■ **To do**: Look through the records below for lines containing the string "photo", and report how many there are, nothing else.

■ **Provided information**:

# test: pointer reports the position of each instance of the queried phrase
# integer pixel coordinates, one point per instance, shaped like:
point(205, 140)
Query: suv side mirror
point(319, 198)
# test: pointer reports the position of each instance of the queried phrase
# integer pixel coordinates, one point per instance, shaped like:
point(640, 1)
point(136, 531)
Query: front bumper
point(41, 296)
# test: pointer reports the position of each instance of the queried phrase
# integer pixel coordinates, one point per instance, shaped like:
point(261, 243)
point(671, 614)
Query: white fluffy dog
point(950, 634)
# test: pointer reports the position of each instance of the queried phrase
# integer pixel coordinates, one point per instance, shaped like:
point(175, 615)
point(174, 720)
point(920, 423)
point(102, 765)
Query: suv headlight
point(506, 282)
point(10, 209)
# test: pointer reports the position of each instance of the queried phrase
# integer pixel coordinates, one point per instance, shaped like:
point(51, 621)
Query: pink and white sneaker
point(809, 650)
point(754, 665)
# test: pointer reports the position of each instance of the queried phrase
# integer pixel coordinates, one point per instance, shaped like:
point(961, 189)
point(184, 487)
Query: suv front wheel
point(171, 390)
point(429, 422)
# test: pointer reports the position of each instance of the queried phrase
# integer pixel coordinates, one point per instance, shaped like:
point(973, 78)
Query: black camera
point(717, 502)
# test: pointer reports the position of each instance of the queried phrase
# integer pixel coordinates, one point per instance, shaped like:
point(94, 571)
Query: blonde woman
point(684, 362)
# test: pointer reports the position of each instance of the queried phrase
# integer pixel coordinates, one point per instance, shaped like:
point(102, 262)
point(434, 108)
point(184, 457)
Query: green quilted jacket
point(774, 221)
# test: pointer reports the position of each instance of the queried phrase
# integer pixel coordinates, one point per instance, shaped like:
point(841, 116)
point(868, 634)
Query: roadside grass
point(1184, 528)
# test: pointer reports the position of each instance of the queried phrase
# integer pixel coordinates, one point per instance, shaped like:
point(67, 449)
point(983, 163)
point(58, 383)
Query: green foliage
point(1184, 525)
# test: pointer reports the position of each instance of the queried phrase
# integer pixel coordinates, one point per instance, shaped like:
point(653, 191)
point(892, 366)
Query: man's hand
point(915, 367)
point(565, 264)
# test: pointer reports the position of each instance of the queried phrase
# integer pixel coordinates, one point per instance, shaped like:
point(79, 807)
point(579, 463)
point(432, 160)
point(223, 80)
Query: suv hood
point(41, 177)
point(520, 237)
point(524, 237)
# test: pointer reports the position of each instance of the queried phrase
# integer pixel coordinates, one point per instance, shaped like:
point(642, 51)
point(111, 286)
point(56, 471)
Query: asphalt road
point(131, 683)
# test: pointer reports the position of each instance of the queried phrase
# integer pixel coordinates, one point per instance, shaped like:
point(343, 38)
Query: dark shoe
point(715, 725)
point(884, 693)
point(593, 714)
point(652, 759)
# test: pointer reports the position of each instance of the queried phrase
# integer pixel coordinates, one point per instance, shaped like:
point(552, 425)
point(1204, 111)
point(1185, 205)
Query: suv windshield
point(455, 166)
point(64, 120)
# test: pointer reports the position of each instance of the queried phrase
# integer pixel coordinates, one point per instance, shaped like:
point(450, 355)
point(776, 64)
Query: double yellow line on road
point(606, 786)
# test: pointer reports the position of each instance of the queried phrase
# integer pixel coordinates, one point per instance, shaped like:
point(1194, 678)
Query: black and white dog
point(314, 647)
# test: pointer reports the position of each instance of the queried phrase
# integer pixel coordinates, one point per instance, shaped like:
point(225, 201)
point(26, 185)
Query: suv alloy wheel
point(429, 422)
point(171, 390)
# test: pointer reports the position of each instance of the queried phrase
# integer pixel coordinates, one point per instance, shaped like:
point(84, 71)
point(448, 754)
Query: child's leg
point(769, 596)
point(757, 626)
--
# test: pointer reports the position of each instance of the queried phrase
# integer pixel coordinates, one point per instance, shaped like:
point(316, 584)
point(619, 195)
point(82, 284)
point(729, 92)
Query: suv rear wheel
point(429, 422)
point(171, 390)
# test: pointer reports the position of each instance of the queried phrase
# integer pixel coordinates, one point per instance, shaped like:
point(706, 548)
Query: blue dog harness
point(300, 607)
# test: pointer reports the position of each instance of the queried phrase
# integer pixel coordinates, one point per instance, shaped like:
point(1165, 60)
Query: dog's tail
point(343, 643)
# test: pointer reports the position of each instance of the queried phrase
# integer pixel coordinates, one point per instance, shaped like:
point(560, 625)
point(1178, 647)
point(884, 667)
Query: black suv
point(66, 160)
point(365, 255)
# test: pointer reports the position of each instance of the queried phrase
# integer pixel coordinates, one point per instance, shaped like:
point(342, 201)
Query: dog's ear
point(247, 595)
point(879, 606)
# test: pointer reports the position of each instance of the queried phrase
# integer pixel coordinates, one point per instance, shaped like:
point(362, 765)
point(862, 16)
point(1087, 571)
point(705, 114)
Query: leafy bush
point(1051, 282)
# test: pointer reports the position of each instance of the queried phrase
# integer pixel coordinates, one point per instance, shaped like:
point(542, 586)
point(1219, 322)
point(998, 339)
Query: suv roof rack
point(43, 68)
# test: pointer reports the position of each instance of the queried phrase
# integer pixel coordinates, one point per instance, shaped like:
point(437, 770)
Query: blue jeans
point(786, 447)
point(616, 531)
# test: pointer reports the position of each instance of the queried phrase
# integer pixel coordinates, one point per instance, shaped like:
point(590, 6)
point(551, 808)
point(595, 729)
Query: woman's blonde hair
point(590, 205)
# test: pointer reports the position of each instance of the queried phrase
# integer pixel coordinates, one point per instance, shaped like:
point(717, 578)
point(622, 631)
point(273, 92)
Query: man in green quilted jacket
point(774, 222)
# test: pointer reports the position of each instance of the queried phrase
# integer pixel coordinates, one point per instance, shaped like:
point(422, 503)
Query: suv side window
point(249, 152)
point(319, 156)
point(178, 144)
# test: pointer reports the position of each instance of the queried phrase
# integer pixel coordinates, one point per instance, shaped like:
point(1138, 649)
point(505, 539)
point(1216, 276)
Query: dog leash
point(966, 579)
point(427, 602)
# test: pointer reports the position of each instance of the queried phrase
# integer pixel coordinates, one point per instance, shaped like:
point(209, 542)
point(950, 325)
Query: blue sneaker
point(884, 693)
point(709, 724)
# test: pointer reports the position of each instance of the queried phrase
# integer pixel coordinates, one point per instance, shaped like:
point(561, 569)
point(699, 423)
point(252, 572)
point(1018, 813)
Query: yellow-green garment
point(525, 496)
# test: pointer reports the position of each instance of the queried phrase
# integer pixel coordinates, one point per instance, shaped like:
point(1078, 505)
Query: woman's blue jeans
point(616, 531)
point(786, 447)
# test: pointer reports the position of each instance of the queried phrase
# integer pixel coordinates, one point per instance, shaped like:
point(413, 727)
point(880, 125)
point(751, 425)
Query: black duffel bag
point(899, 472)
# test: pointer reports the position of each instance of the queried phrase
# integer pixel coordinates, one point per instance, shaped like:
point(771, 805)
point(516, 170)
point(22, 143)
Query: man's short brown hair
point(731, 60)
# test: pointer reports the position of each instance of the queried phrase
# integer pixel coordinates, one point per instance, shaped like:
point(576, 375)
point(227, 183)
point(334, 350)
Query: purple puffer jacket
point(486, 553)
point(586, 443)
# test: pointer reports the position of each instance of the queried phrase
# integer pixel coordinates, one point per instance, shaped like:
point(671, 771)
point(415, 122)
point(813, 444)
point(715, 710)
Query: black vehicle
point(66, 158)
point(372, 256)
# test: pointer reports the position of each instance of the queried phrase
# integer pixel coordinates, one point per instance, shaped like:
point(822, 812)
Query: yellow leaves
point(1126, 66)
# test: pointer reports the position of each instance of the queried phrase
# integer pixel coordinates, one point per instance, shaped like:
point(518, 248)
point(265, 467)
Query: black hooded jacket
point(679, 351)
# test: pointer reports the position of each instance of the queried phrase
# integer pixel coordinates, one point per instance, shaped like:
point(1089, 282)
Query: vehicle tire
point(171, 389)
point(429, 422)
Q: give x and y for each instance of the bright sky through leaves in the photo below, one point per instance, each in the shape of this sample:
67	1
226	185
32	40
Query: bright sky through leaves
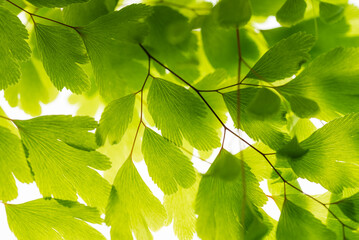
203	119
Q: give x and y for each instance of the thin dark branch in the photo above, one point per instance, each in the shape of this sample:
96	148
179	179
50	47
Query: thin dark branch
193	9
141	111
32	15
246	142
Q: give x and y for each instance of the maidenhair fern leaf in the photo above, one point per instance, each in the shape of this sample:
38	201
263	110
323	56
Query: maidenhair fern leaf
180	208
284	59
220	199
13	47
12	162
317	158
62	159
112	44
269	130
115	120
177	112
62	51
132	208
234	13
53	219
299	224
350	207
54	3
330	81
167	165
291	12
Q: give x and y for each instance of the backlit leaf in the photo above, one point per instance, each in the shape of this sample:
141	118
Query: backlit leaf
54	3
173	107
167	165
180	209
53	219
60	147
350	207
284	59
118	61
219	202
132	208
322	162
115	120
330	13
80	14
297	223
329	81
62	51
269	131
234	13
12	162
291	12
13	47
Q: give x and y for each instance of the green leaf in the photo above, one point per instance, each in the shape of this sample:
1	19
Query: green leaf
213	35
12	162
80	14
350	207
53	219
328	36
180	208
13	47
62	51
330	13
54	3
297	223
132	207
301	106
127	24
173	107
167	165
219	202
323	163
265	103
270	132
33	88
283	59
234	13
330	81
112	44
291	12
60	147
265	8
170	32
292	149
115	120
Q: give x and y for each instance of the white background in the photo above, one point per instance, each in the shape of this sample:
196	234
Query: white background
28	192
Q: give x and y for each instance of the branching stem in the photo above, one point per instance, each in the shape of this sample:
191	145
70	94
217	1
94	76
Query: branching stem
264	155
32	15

■ **Reply to the exercise**: 7